Hike cash withdrawal limits to mitigate hardship: Assocham
New Delhi, Dec 30 (IANS) Apex industry body Assocham on Friday urged the government to increase cash withdrawal limits from saving and current accounts and through ATMs to mitigate the hardship faced by the people and businesses since demonetisation.
“The government should make policy changes to mitigate the impact of high denomination currency notes by increasing daily cash limit through ATMs to Rs.5,000 from Rs 2,500,” said the Association Chambers of Commerce of India (Assocham) in a statement here.
As the 50-day period for returning the old notes to banks with restrictions on cash withdrawals through ATMs and from saving/current account ended on Friday, the apex body asked the government to allow current account holders to draw an amount equivalent to one per cent of preceding year’s sale per month.
Following the withdrawal of 86 per cent of the currency from circulation, the government had limited cash withdrawal to Rs 24,000 a week for saving account holders and Rs 50,000 a week for current account holders due to acute shortage of new and lower denominated notes with the banks across the country.

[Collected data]
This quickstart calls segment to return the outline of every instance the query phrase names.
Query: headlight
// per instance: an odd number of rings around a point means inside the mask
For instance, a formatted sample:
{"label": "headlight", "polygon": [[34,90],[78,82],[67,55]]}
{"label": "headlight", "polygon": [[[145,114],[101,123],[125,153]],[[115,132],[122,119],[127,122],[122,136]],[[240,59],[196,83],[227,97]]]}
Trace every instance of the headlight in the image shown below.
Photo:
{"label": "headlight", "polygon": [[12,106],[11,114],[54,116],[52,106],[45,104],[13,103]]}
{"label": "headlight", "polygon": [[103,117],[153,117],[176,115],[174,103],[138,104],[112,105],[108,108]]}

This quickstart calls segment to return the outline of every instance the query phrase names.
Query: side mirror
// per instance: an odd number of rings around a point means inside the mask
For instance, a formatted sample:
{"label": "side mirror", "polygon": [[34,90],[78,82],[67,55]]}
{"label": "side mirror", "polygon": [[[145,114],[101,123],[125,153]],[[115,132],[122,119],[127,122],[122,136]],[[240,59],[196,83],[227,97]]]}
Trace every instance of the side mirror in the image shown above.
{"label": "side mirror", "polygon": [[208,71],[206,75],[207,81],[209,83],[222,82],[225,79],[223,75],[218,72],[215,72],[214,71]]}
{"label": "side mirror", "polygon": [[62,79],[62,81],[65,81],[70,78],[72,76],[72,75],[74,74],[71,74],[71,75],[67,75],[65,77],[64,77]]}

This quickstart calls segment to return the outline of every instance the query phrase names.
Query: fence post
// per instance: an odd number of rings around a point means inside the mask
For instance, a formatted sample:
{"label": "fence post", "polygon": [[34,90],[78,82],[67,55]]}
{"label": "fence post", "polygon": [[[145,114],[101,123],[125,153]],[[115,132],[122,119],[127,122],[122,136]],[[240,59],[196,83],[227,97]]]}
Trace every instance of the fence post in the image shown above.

_Exercise objective_
Write the next few sentences of the news report on Assocham's call to raise cash withdrawal limits, starting right after its last sentence.

_Expected answer_
“The RBI (Reserve Bank of India) should direct banks to raise the overdraft (OD) limit of current accounts to help businesses tide over the currency shortage. Links in the supply chain can use the credit available from enhanced OD limit to meet their payment obligation through the banking system,” said Assocham.
Noting currency shortage has also disrupted the supply chain of wholesalers, stockists and retailers of companies, it said that normal services to corporates were affected due to pressure on banks and called for restoring them to enable businesses to carry out their day-to-day banking operations.
“The Rs 5,000 limit for exchange of currency by foreigners needs to be raised to meet their cash requirements, including medical treatment and other exigencies,” it said.
The apex body also sought mobile ATMs services in rural areas and in habitats or clusters with high density of low-income households.